◆ THE EXERCISE: Output every line of text in the records below as a JSON list of strings, one string per line, leaving out blank lines. Leave the pictures out of the list.

*** STORED ROWS

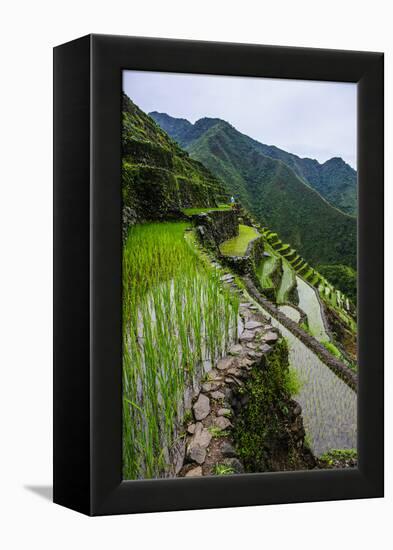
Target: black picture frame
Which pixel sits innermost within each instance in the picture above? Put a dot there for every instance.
(87, 274)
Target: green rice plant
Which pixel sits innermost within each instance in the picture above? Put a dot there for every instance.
(238, 245)
(223, 470)
(176, 314)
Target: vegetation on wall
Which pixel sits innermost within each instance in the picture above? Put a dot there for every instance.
(272, 191)
(342, 277)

******

◆ OUTPUT:
[
  "Target: black picture frame",
  "Which pixel sits innermost within each instance in the picture above? Put a dot there for every instance.",
  "(87, 274)",
  "Target: green rice plant",
  "Which pixel sits innermost within each instance in the picture above? Put a dot there for every instance.",
  "(238, 245)",
  "(223, 470)",
  "(176, 314)",
  "Target: vegetation on wall",
  "Which pixel sits innermost within each instance in the picture above? Put a dot there for every instance.",
  "(272, 191)",
  "(342, 277)"
]